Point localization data
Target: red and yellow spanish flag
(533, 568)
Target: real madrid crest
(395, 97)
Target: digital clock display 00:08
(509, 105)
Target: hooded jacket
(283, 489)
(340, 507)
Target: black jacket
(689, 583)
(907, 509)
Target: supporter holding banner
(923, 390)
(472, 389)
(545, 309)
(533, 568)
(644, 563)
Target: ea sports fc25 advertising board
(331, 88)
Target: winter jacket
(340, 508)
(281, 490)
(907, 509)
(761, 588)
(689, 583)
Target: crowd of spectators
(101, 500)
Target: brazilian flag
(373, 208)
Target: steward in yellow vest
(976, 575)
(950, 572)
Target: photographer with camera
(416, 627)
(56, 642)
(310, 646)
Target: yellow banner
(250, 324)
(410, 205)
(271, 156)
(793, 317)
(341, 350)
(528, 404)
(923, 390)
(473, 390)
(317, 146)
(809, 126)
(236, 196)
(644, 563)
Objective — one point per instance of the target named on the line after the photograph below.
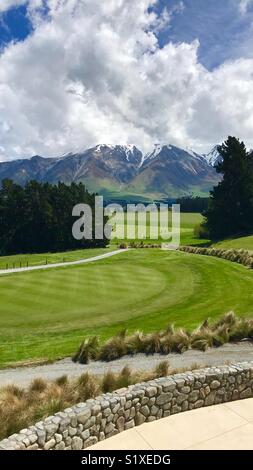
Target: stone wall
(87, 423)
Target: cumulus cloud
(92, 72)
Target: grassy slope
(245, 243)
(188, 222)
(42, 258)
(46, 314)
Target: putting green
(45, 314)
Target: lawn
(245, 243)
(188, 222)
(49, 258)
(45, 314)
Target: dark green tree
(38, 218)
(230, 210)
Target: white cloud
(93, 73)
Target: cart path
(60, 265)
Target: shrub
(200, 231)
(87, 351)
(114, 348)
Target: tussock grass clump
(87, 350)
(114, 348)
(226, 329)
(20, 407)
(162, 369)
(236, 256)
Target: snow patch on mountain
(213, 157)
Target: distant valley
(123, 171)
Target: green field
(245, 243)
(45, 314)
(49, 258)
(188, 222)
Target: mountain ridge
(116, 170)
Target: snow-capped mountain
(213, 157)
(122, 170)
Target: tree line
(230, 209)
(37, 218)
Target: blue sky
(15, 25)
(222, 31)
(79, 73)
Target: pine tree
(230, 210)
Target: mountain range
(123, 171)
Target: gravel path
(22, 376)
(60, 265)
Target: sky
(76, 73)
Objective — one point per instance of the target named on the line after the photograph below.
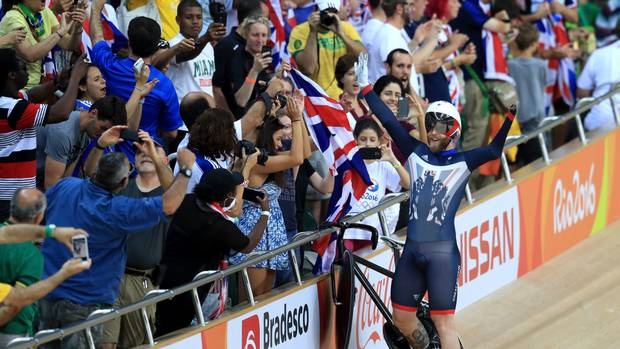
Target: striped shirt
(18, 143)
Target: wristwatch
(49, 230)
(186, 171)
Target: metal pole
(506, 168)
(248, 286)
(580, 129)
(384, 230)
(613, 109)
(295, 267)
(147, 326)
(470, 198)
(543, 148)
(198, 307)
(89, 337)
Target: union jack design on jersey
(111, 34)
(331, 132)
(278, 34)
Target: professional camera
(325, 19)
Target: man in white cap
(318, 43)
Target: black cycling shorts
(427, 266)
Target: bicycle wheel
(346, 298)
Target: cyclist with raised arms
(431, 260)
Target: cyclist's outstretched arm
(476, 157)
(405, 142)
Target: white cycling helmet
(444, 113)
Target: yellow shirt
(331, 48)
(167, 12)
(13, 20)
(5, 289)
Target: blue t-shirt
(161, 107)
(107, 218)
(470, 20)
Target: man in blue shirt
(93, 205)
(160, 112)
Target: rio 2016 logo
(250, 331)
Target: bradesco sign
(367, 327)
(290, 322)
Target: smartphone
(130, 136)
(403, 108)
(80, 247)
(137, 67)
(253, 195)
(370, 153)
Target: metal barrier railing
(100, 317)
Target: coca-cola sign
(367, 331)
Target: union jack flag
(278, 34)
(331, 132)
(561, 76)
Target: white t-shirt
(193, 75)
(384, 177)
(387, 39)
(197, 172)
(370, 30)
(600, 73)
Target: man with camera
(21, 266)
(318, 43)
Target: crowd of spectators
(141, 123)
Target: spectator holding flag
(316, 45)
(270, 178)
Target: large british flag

What needs to be done
Beginning at the line containing "Target: union jack design on jersey", repeat each line exactly through the last line of the entries, and include no other lines.

Written answer
Target: union jack design on jersey
(111, 34)
(331, 132)
(278, 34)
Target: professional camera
(325, 19)
Target: man in white cap
(318, 43)
Target: black cycling shorts
(427, 266)
Target: bicycle wheel
(346, 298)
Target: cyclist with raised arms
(431, 260)
Target: cyclist's outstretched arm
(476, 157)
(405, 142)
Target: white cycling helmet
(444, 113)
Target: yellow shirt
(331, 48)
(167, 12)
(13, 20)
(5, 289)
Target: blue t-shirt
(161, 107)
(107, 218)
(470, 20)
Target: man in blue shirt
(93, 205)
(160, 112)
Target: rio 2016 logo
(250, 331)
Target: bradesco sign
(367, 327)
(290, 322)
Target: smartphone
(130, 136)
(403, 108)
(80, 247)
(137, 67)
(253, 195)
(370, 153)
Target: metal barrier railing
(100, 317)
Target: coca-cola sign
(367, 331)
Target: union jack flag
(278, 34)
(331, 132)
(561, 76)
Target: white t-shirt
(193, 75)
(384, 177)
(387, 39)
(197, 172)
(370, 30)
(600, 73)
Target: man with camera
(21, 266)
(318, 43)
Target: crowd of spectators
(141, 123)
Target: spectator holding flag
(316, 45)
(270, 178)
Target: large british flag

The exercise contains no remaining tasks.